▸ LIST OF TASKS
1. According to the article on the trapped hiker, how far did Ralston rappel to reach the canyon floor?
2. Reproduce the stretch of the article on the trapped hiker from "He made the" through "in southeastern Utah.", with no changes.

Segment Start: EXERCISE TEXT

By Compiled from Times wiresPinned by an 800-pound boulder in a narrow canyon, the outdoorsman resorts to drastic steps.
Hiking his way through a 3-foot-wide section of Utah's Blue John Canyon, Aron Ralston had no warning before the giant boulder shifted onto him, pinning his right arm in a crack in the canyon wall.
He had been stuck for four days when his water ran out. On the sixth day, the 27-year-old mountain climber knew there was only one way he could survive.
Using a pocketknife, Ralston cut off his own arm.
He made the cut below the elbow and applied a tourniquet. He then administered first aid from a kit in his backpack. Rigging anchors, he fixed a rope and rappelled 60 feet to the floor of the remote canyon near Canyonlands National Park in southeastern Utah.
Ralston, an avid outdoorsman, then began to hike back to his truck. He encountered two tourists and had been walking for seven miles when a rescue helicopter spotted him.
The rescuers, who had been alerted that he hadn't shown up for work, found him about 3 p.m.Thursday.
During the 12-minute chopper flight to a hospital in nearby Moab, Utah, Ralston was clearly tired but asked only for water, Emery County Sheriff's Sgt. Mitch Vetere said. He climbed out of the helicopter and walked to the emergency room, his bandaged arm in a makeshift sling.
He was flown later to a hospital in Grand Junction, Colo., where he was in serious condition Friday. Officials at St. Mary's Hospital said Ralston was expected to recover.
In a statement, Donna Ralston said her son survived because of his strong physical and mental condition.
"He was able to rationally consider alternatives relative to his situation," she said. "His spirits are high and he anxiously looks forward to returning to his love of the outdoors."
Friends say Ralston's expeditions have been known to inspire awe. He has climbed 49 of Colorado's 14,000-foot peaks and was preparing for an ascent of Alaska's Mount McKinley.
"To be honest, sometimes we get pretty scared with some of the things he's doing," said Brion After, manager of the Ute Mountaineering store in Aspen, where Ralston works.

Segment End: EXERCISE TEXT
Segment Start: THE DATA

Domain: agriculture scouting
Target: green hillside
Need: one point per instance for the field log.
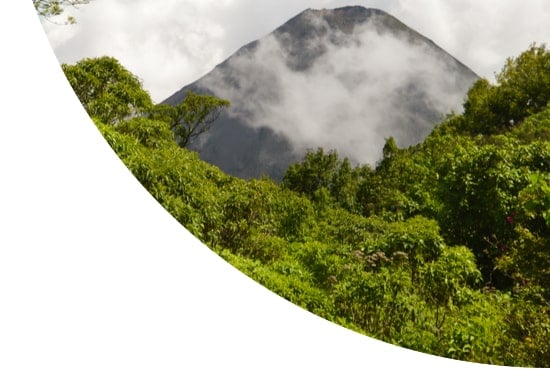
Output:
(442, 247)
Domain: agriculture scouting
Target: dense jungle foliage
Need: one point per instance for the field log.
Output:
(442, 247)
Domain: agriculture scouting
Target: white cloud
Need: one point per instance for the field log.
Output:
(313, 109)
(170, 43)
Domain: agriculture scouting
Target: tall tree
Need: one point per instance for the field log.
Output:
(108, 91)
(192, 117)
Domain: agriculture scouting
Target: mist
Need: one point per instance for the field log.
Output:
(360, 89)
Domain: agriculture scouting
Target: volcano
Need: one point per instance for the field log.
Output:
(342, 79)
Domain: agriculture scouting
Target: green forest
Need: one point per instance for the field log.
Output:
(442, 247)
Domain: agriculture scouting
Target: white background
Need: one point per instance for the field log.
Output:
(95, 274)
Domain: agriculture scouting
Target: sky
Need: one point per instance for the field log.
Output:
(171, 43)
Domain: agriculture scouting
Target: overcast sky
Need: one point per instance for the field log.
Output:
(170, 43)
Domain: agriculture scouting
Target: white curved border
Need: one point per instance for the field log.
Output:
(94, 273)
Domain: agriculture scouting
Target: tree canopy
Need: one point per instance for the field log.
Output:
(450, 235)
(52, 8)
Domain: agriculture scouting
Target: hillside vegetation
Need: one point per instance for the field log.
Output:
(442, 247)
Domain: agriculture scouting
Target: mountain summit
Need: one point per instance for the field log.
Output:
(342, 79)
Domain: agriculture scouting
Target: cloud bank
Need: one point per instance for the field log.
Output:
(363, 88)
(171, 43)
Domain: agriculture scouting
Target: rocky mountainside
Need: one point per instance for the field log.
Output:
(342, 79)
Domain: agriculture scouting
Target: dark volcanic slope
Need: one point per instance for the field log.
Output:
(341, 79)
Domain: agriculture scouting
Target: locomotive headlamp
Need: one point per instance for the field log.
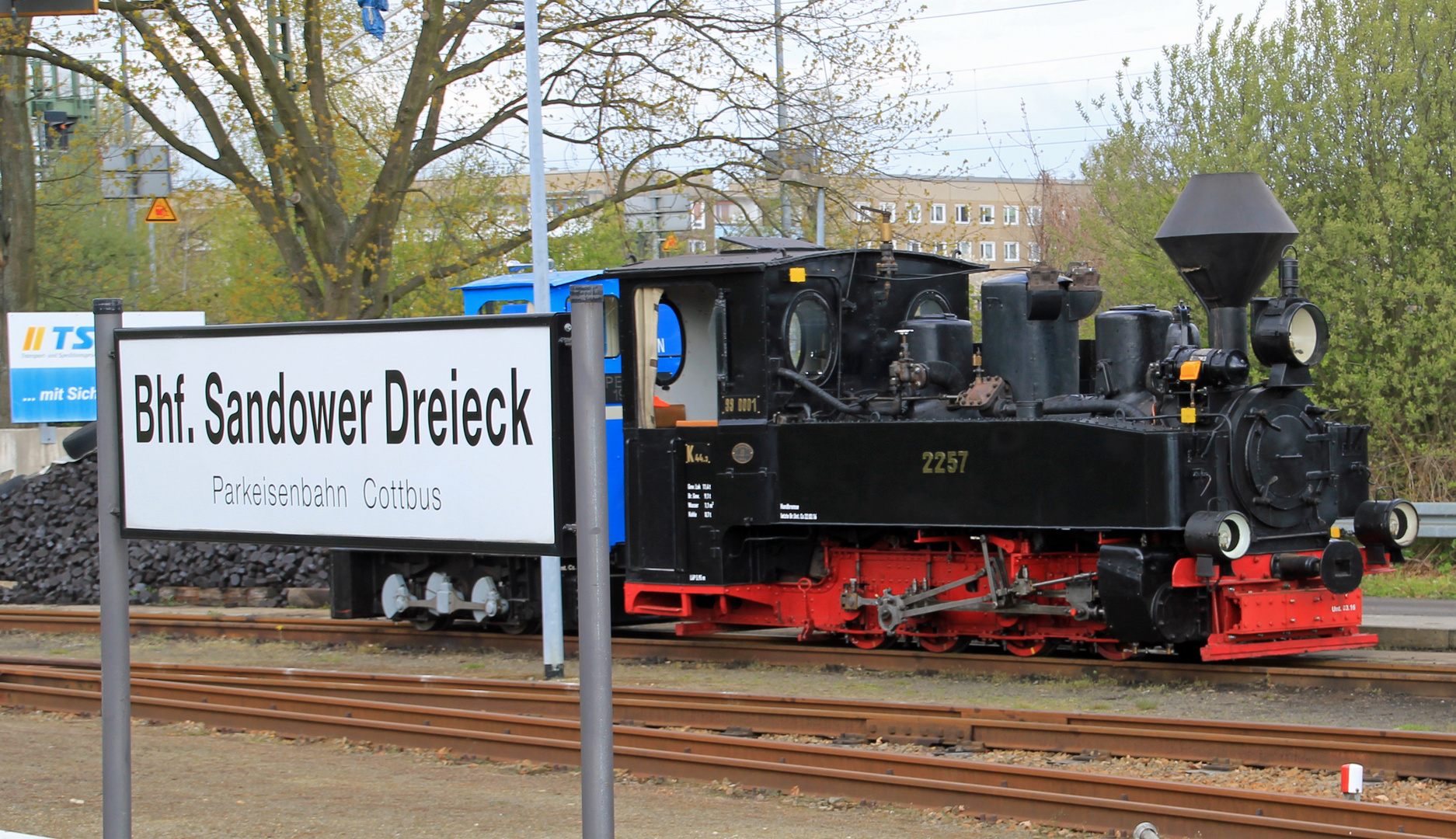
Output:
(1291, 332)
(1224, 534)
(1392, 524)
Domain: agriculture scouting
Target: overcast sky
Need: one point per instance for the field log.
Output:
(1047, 54)
(994, 60)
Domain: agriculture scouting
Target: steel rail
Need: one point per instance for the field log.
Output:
(1049, 795)
(1401, 754)
(1343, 675)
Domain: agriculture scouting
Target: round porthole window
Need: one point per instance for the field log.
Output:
(810, 336)
(928, 305)
(671, 346)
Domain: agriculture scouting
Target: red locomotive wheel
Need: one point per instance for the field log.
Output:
(1116, 650)
(949, 644)
(1028, 649)
(868, 641)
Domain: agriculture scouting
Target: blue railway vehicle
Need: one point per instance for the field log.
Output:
(504, 592)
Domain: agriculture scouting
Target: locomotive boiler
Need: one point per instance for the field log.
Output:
(839, 452)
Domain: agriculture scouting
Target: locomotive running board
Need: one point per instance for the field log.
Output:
(1254, 649)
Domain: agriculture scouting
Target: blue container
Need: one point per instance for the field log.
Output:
(511, 293)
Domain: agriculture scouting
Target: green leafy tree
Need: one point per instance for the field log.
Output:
(1347, 108)
(326, 149)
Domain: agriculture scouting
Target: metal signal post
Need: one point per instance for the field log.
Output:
(593, 576)
(111, 548)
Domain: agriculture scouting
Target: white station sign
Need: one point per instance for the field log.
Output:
(431, 433)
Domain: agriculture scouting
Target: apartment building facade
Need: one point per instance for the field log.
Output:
(1002, 221)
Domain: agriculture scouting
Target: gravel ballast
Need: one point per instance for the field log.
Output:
(48, 549)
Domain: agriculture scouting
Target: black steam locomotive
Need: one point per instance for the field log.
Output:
(836, 452)
(843, 456)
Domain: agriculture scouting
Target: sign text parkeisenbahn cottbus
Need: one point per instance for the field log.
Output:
(428, 433)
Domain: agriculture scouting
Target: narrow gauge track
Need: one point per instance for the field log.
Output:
(1341, 675)
(1049, 795)
(1402, 754)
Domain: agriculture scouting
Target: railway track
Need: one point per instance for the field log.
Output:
(486, 719)
(1308, 672)
(1395, 754)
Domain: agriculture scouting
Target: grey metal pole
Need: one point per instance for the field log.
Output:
(593, 582)
(819, 218)
(554, 646)
(130, 158)
(554, 642)
(115, 627)
(785, 211)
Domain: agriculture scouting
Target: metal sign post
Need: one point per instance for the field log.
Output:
(593, 582)
(554, 644)
(115, 625)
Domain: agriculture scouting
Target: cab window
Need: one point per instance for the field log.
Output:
(810, 336)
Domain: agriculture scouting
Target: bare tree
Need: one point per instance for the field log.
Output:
(326, 144)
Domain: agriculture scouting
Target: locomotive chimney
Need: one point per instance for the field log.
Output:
(1224, 235)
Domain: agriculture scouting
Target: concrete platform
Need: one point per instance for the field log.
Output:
(1411, 624)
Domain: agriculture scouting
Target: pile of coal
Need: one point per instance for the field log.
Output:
(48, 549)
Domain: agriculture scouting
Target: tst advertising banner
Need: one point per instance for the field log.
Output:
(446, 433)
(53, 361)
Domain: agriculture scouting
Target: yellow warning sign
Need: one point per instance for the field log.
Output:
(162, 211)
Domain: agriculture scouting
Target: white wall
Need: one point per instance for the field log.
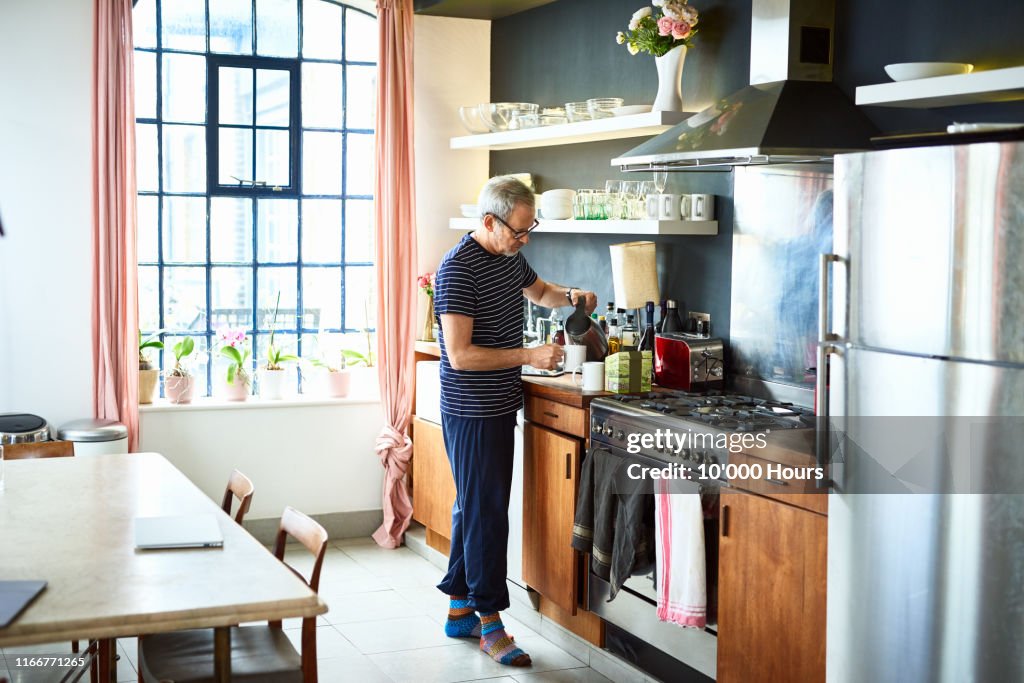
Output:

Segment End: THE DATA

▸ EXERCISE SOLUTIONS
1. 60 feet

2.
He made the cut below the elbow and applied a tourniquet. He then administered first aid from a kit in his backpack. Rigging anchors, he fixed a rope and rappelled 60 feet to the floor of the remote canyon near Canyonlands National Park in southeastern Utah.